■ WORK TO DO ■
Return every line of the data below that contains the string "short".
--- START OF RECORDS FOR THE EXERCISE ---
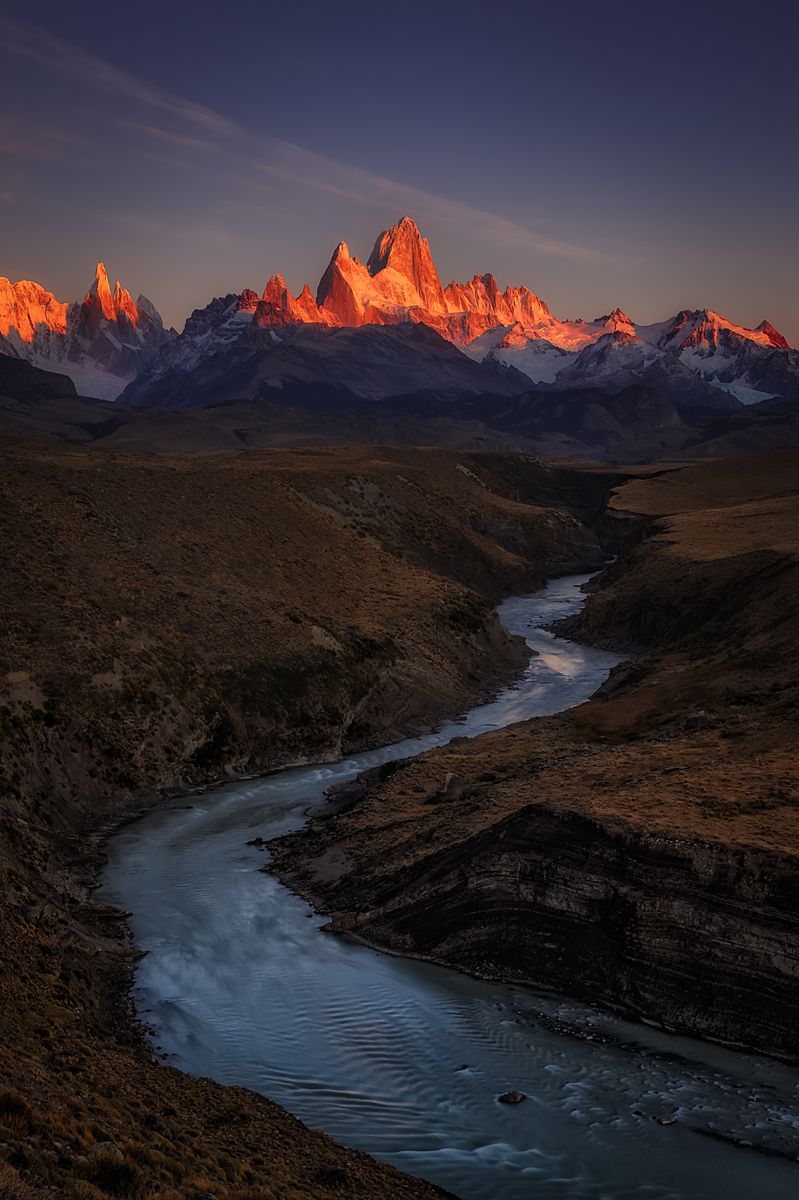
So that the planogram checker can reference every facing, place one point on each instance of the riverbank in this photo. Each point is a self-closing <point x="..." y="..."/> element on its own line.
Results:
<point x="643" y="850"/>
<point x="167" y="623"/>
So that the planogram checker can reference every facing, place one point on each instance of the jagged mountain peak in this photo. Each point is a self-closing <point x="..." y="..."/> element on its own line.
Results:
<point x="774" y="336"/>
<point x="403" y="250"/>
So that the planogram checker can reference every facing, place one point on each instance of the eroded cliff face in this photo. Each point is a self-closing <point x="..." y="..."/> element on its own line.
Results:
<point x="168" y="622"/>
<point x="643" y="850"/>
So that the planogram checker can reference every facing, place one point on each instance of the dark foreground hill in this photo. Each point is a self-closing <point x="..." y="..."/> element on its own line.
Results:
<point x="167" y="622"/>
<point x="642" y="849"/>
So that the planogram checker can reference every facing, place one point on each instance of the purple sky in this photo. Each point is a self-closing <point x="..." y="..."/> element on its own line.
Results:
<point x="601" y="154"/>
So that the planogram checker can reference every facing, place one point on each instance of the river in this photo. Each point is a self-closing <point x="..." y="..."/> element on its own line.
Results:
<point x="406" y="1060"/>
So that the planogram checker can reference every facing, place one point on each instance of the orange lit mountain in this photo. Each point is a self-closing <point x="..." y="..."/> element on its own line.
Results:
<point x="486" y="340"/>
<point x="101" y="342"/>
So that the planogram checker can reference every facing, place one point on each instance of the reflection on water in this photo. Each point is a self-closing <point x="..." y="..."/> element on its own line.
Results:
<point x="406" y="1060"/>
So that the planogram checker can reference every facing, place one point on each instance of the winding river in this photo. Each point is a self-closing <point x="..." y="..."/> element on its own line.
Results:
<point x="406" y="1060"/>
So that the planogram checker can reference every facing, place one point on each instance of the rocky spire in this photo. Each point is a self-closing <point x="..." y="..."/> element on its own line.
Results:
<point x="403" y="250"/>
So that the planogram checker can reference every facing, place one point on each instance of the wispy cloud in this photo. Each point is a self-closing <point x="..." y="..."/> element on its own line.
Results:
<point x="56" y="54"/>
<point x="247" y="153"/>
<point x="175" y="139"/>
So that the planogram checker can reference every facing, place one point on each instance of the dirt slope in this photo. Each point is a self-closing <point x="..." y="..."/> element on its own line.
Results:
<point x="644" y="847"/>
<point x="167" y="622"/>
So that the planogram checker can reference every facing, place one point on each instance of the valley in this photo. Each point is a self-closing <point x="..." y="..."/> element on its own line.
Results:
<point x="172" y="622"/>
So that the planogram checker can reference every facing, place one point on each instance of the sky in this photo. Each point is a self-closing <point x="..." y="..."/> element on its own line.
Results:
<point x="602" y="154"/>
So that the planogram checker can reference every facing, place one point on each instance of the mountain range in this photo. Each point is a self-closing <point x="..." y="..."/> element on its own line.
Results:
<point x="388" y="331"/>
<point x="102" y="342"/>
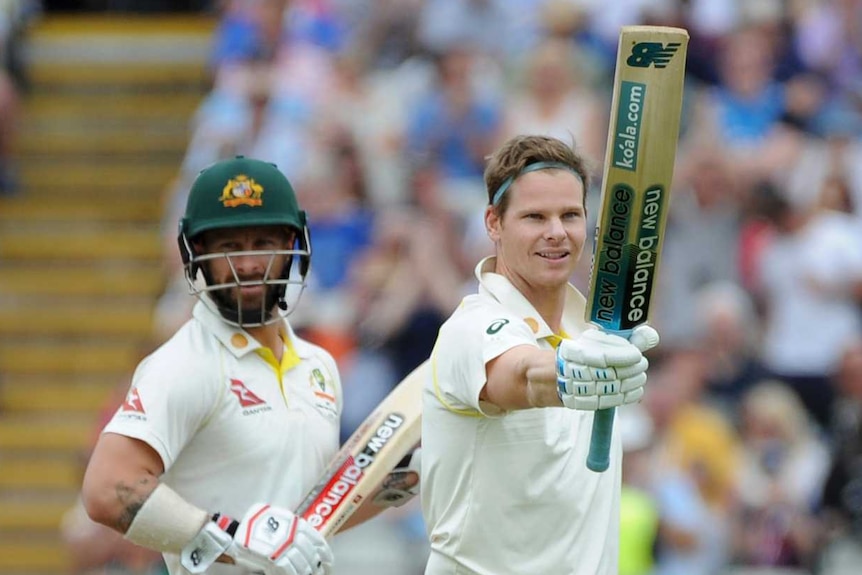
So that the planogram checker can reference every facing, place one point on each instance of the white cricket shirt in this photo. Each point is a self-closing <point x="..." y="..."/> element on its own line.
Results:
<point x="230" y="429"/>
<point x="509" y="493"/>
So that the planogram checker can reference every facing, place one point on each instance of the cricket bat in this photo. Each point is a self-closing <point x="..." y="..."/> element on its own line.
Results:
<point x="636" y="184"/>
<point x="357" y="471"/>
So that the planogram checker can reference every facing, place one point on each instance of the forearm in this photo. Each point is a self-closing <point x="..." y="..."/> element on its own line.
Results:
<point x="122" y="491"/>
<point x="541" y="384"/>
<point x="522" y="378"/>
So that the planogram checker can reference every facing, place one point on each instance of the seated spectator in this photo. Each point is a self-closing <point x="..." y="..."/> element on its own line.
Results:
<point x="783" y="471"/>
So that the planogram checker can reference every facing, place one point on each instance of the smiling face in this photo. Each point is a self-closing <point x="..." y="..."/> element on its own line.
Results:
<point x="541" y="234"/>
<point x="244" y="262"/>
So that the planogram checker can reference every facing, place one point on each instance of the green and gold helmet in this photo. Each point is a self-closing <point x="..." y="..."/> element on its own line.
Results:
<point x="237" y="193"/>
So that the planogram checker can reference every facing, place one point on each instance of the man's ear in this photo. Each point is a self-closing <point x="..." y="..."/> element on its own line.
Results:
<point x="493" y="221"/>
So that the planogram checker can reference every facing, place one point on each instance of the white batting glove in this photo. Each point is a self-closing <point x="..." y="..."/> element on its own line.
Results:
<point x="269" y="540"/>
<point x="402" y="483"/>
<point x="599" y="370"/>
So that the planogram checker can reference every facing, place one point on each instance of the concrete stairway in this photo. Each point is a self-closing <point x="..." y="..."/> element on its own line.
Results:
<point x="103" y="133"/>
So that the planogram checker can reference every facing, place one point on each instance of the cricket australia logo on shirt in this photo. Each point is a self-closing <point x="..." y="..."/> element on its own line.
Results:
<point x="324" y="399"/>
<point x="133" y="407"/>
<point x="249" y="402"/>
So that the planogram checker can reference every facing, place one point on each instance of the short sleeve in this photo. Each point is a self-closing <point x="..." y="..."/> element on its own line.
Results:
<point x="466" y="343"/>
<point x="166" y="404"/>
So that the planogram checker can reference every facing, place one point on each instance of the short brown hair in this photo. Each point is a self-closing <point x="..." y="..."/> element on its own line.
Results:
<point x="519" y="152"/>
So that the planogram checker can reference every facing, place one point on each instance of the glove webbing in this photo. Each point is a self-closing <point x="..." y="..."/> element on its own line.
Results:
<point x="225" y="523"/>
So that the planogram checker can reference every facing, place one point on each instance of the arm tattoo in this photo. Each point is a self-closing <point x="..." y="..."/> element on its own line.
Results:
<point x="132" y="498"/>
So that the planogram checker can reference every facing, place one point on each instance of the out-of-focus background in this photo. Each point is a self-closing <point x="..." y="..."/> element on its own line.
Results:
<point x="746" y="455"/>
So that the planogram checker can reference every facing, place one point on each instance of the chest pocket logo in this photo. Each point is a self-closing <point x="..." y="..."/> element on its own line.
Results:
<point x="247" y="399"/>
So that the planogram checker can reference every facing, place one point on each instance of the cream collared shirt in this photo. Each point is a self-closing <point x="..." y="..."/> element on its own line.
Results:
<point x="509" y="493"/>
<point x="232" y="426"/>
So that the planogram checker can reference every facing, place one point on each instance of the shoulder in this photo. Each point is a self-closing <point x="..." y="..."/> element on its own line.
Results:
<point x="188" y="355"/>
<point x="479" y="322"/>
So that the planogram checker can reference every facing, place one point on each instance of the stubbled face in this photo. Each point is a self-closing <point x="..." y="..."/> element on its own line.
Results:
<point x="541" y="235"/>
<point x="256" y="268"/>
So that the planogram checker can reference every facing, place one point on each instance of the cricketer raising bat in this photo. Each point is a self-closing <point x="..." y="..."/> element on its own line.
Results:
<point x="638" y="169"/>
<point x="358" y="469"/>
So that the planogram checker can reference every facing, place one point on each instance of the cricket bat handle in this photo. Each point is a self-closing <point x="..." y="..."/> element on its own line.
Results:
<point x="598" y="458"/>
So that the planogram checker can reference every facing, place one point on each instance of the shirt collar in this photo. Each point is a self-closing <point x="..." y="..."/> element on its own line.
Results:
<point x="501" y="289"/>
<point x="236" y="339"/>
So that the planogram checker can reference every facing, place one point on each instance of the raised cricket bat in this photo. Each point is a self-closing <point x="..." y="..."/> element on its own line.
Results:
<point x="638" y="169"/>
<point x="357" y="471"/>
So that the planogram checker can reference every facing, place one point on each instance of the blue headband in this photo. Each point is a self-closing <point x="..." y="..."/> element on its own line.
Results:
<point x="527" y="169"/>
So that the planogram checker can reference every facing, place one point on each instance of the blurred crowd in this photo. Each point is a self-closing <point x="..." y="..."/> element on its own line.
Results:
<point x="746" y="455"/>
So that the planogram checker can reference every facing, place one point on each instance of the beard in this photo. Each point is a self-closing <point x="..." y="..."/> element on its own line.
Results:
<point x="229" y="306"/>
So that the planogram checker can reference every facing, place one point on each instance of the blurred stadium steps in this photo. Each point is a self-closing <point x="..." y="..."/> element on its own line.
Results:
<point x="103" y="132"/>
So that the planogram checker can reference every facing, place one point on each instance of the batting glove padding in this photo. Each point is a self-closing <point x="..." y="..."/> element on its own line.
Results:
<point x="269" y="540"/>
<point x="600" y="370"/>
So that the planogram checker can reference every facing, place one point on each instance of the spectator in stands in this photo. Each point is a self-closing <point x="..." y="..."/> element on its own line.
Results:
<point x="809" y="278"/>
<point x="704" y="218"/>
<point x="696" y="456"/>
<point x="727" y="327"/>
<point x="841" y="513"/>
<point x="783" y="470"/>
<point x="555" y="98"/>
<point x="412" y="278"/>
<point x="454" y="125"/>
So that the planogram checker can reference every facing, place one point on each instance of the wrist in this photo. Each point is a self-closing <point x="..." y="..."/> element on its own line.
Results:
<point x="166" y="522"/>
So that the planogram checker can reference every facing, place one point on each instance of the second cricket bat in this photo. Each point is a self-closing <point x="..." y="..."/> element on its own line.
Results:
<point x="376" y="447"/>
<point x="638" y="170"/>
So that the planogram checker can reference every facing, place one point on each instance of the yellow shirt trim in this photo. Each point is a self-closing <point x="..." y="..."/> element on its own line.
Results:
<point x="469" y="412"/>
<point x="289" y="360"/>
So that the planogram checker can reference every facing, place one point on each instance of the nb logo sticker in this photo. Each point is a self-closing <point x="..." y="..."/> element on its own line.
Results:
<point x="496" y="326"/>
<point x="645" y="53"/>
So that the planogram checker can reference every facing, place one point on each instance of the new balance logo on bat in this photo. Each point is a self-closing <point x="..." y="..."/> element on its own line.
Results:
<point x="645" y="53"/>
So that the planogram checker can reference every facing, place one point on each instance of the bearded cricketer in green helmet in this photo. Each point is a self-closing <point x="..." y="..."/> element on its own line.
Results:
<point x="229" y="423"/>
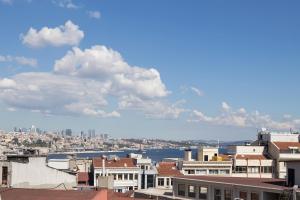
--- END OF RECORDS FOR THE EXERCISE ---
■ RESULT FOR THIS EXERCISE ■
So that the planogram checker can reference every facing, place one point on each instance of the short sleeve in this photo. Each point is a self-closing <point x="..." y="..."/> element on its own line.
So that the planogram checker can reference every facing, place one point on each instance of the short brown hair in this photo. Each point is a self-closing <point x="..." y="..."/> element on its own line.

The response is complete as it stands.